───── 抜粋本文

さらに、とても大切な観点として、そもそも自分に減量が必要かという事を今一度考えてみて下さい。特にヒルクライム競技は、体重が成績に直結しそうな印象があるので、無理なダイエットに傾倒してしまいがちです。しかし、急激に体重を落とすと坂を登るのに必要な筋肉が落ちてしまいます。ヒルクライムレースで勝ちたい、という気持ちはよくわかりますが、そのためにできることは体重を落とす以外にも沢山あります。筋力をつける、心肺機能を高める、有利なペダリングや体の使い方を覚えるなどなど、今の体重でも勝てる戦略を立てましょう。十分に乗り込めば体重も適正値に近づいてくるはずですので、多くの方には短期的な減量は必要なくなるはずです。

ボクシングやボディビルで時折みられる「水抜き」と呼ばれる、体内水分量を減らして体重を落とす方法があります。これらのように意図的に脱水状態を作る減量方法は、体重計測直前の最後の一絞りには有効かもしれませんが、有酸素系競技で水抜きを行うと
パフォーマンスを著しく落とす原因となります。勝つために、長期的スパンで体重調節を行いましょう。

また、若年女性の場合、ファッションとしての痩せたい願望が強いこともあります。事実、日本は先進国の中でも女性の低体重が非常に多く、深刻な問題となっています。痩せている=美しいはすでに時代遅れ。今のトレンドは健康的に自分らしい体系でいることです。誰のためでもない、自分のために、自分が心地よい体型を維持しましょう。

図5:各国のBMI18.5未満の割合。日本は先進国の中でも痩せた人が多い。参照より引用。

意図しない体重の変化は病気が隠れているかも

一方、自分が意図していないのに体重が勝手に急に増えたり減ったりした場合、何らかの病気の可能性もあります。例えば、体重が数日の間に急激に増えむくみが出現した場合、身体の水分量を調節する臓器である心臓や腎臓になにか異常がある可能性があります。反対に、半年の間に5%以上勝手に体重が減った場合、悪性腫瘍や甲状腺の疾患がある可能性があります。すぐさま医療機関を受診しましょう。

──────────

# 課題 1
減量の文章に基づいて、次の問いに答えてください。
(a) 急激に体重を落とすと、何が落ちてしまうとされているか。
(b) 日本は先進国の中でも、女性の何が非常に多いとされているか。
(c) 半年の間に何%以上勝手に体重が減った場合に、病気の可能性があるとされているか。
# 課題 2
減量の文章のうち、「ボクシングやボディビルで時折」で始まり「地よい体型を維持しましょう。」まで続く部分を、「脱水状態」を「水分不足の状態」に置き換えて書き直すこと。
# 課題 3
減量の文章を、最後の文の後から続けて書くこと。
項目は、減量の文章とは別の出典から取られたものである。

───── 抜粋項目

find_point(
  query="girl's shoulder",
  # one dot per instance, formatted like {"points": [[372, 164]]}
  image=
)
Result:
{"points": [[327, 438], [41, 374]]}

──────────

# 回答 1
(a) 坂を登るのに必要な筋肉
(b) 低体重
(c) 5%以上

# 回答 2
ボクシングやボディビルで時折みられる「水抜き」と呼ばれる、体内水分量を減らして体重を落とす方法があります。これらのように意図的に水分不足の状態を作る減量方法は、体重計測直前の最後の一絞りには有効かもしれませんが、有酸素系競技で水抜きを行うと
パフォーマンスを著しく落とす原因となります。勝つために、長期的スパンで体重調節を行いましょう。

また、若年女性の場合、ファッションとしての痩せたい願望が強いこともあります。事実、日本は先進国の中でも女性の低体重が非常に多く、深刻な問題となっています。痩せている=美しいはすでに時代遅れ。今のトレンドは健康的に自分らしい体系でいることです。誰のためでもない、自分のために、自分が心地よい体型を維持しましょう。

# 回答 3
参考文献

Huajie Zou et al. Association between weight cycling and risk of developing diabetes in adults: A systematic review and meta-analysis, 03 August 2020

Huajie Zou et al. Body-Weight Fluctuation Was Associated With Increased Risk for Cardiovascular Disease, All-Cause and Cardiovascular Mortality: A Systematic Review and Meta-Analysis, Front. Endocrinol., 08 November 2019 Sec. Obesity

Zou H et al. Body-Weight Fluctuation Was Associated With Increased Risk for Cardiovascular Disease, All-Cause and Cardiovascular Mortality: A Systematic Review and Meta-Analysis. Front Endocrinol (Lausanne). 2019 Nov 8;10:728.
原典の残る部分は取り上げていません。